• **Selected excerpt**
2) Beginner's Crash Course to Elastic Stack Table of Contents

This table of contents includes repos of all workshops in the series. Each repo includes resources shared during the workshop including the video recording, presentation, related blogs, Elasticsearch requests and more!

Set up data within Elasticsearch

Now that you have completed the prerequisite steps, it is time to set up data within Elasticsearch.

Often times, the dataset is not optimal for running requests in its original state.

For example, the type of a field may not be recognized by Elasticsearch or the dataset may contain a value that was accidentally included in the wrong field and etc.

These are exact problems that I ran into while working with this dataset. The following are the requests that I sent to Elasticsearch to yield the results included in the blog.

Copy and paste these requests into the Kibana console(Dev Tools) and run these requests in the order shown below.

STEP 1: Create a new index(ecommerce_data) with the following mapping.



PUT ecommerce_data
{
  "mappings": {
    "properties": {
      "Country": {
        "type": "keyword"
      },
      "CustomerID": {
        "type": "long"
      },
      "Description": {
        "type": "text"
      },
      "InvoiceDate": {
        "type": "date",
        "format": "M/d/yyyy H:m"
      },
      "InvoiceNo": {
        "type": "keyword"
      },
      "Quantity": {
        "type": "long"
      },
      "StockCode": {
        "type": "keyword"
      },
      "UnitPrice": {
        "type": "double"
      }
    }
  }
}


Enter fullscreen mode Exit fullscreen mode

STEP 2: Reindex the data from the original index(source) to the one you just created(destination).



POST _reindex
{
  "source": {
    "index": "name of your original index when you added the data to Elasticsearch"
  },
  "dest": {
    "index": "ecommerce_data"
  }
}


Enter fullscreen mode Exit fullscreen mode

STEP 3: Remove the negative values from the field "UnitPrice".
When you explore the minimum unit price in this dataset, you will see that the minimum unit price value is -11062.06.

To keep our data simple, I used the delete_by_query API to remove all unit prices less than 0.



POST ecommerce_data/_delete_by_query
{
  "query": {
    "range": {
      "UnitPrice": {
        "lte": 0
      }
    }
  }
}


Enter fullscreen mode Exit fullscreen mode

STEP 4: Remove values greater than 500 from the field "UnitPrice".
When you explore the maximum unit price in this dataset, you will see that the maximum unit price value is 38,970.

When the data is manually examined, the majority of the unit prices are less than 500. The max value of 38,970 would skew the average.

To simplify our demo, I used the delete_by_query API to remove all unit prices greater than 500.



POST ecommerce_data/_delete_by_query
{
  "query": {
    "range": {
      "UnitPrice": {
        "gte": 500
      }
    }
  }
}


Enter fullscreen mode Exit fullscreen mode

Get information about documents in an index

Before we can run aggregations requests, we need to know what information is included in our dataset.

• **Extracted information**
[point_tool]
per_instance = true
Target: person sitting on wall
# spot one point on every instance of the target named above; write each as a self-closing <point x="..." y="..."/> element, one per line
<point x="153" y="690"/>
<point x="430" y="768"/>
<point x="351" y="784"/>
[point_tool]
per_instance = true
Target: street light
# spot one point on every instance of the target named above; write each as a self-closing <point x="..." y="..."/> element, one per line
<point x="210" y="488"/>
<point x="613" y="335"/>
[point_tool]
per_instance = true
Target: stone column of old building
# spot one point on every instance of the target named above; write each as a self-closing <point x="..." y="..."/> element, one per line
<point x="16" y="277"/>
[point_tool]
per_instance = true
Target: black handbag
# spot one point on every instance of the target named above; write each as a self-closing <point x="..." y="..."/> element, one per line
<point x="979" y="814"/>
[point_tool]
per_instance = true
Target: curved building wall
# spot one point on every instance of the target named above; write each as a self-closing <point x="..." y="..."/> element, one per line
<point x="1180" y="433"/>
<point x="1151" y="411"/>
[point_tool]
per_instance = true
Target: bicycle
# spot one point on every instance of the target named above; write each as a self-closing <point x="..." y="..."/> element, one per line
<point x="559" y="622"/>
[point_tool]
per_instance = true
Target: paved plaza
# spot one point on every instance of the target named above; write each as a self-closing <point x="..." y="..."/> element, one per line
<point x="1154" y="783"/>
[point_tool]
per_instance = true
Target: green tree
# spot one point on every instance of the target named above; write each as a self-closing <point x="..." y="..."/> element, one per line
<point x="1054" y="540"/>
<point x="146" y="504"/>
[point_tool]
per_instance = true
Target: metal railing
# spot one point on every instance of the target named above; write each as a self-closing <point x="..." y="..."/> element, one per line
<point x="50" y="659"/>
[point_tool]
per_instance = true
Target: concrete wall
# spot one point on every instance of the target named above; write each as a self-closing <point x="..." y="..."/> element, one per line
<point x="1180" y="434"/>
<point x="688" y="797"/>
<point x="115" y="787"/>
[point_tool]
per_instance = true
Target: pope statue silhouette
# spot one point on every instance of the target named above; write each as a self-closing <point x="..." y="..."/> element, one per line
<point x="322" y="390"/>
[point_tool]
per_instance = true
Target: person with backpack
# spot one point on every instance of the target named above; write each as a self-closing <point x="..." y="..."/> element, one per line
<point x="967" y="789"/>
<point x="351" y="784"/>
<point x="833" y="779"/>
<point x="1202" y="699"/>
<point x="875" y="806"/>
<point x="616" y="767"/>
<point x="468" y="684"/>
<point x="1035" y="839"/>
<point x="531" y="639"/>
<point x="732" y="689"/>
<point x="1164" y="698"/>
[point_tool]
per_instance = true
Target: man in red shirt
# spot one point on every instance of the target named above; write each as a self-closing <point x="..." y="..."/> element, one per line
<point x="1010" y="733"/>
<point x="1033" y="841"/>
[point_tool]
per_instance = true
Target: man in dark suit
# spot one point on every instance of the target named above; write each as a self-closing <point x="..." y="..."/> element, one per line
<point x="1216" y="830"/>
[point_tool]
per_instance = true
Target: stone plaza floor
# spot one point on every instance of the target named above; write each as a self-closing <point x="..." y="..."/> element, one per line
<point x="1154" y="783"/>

• **Exercises**
a – Decide whether each statement agrees with the Elasticsearch setup excerpt. Answer yes or no, and quote the words of the excerpt that decide it.
(i) The requests are meant to be run in the order shown.
(ii) The minimum unit price in the dataset is -11062.06.
(iii) Manual examination shows that most unit prices are above 500.
b – Reproduce the part of the Elasticsearch setup excerpt starting at "When you explore the maximum" and ending at "skew the average.".

• **Solution set**
a –
(i) Yes: "run these requests in the order shown below"
(ii) Yes: "the minimum unit price value is -11062.06"
(iii) No: "the majority of the unit prices are less than 500"

b –
When you explore the maximum unit price in this dataset, you will see that the maximum unit price value is 38,970.

When the data is manually examined, the majority of the unit prices are less than 500. The max value of 38,970 would skew the average.